▶ [What to produce]: Rewrite the lines below as a numbered list, leaving out blank lines and any pictures.
---------- Recorded information
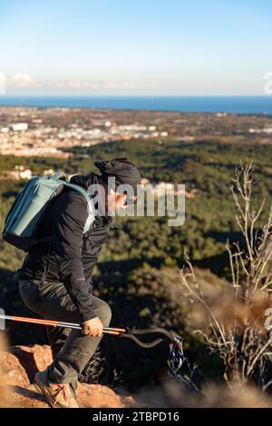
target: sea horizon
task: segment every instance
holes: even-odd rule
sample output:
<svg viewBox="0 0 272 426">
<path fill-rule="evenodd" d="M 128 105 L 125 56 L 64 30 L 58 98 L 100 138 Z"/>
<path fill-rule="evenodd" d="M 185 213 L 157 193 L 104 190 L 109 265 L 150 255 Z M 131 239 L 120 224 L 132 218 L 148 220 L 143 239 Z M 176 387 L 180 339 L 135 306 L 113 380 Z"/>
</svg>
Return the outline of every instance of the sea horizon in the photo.
<svg viewBox="0 0 272 426">
<path fill-rule="evenodd" d="M 0 95 L 0 106 L 272 114 L 272 95 Z"/>
</svg>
--------------------
▶ [Solved problem]:
1. target: sea horizon
2. task: segment every instance
3. holes: even-odd rule
4. sample output:
5. <svg viewBox="0 0 272 426">
6. <path fill-rule="evenodd" d="M 128 105 L 125 56 L 64 30 L 58 98 L 100 138 Z"/>
7. <path fill-rule="evenodd" d="M 185 213 L 157 193 L 104 190 L 109 265 L 150 255 Z M 131 239 L 120 224 L 132 218 L 148 220 L 143 239 Z M 176 387 L 180 339 L 135 306 L 113 380 Z"/>
8. </svg>
9. Return the outline of every instance of the sea horizon in the photo.
10. <svg viewBox="0 0 272 426">
11. <path fill-rule="evenodd" d="M 0 95 L 0 106 L 272 114 L 272 95 Z"/>
12. </svg>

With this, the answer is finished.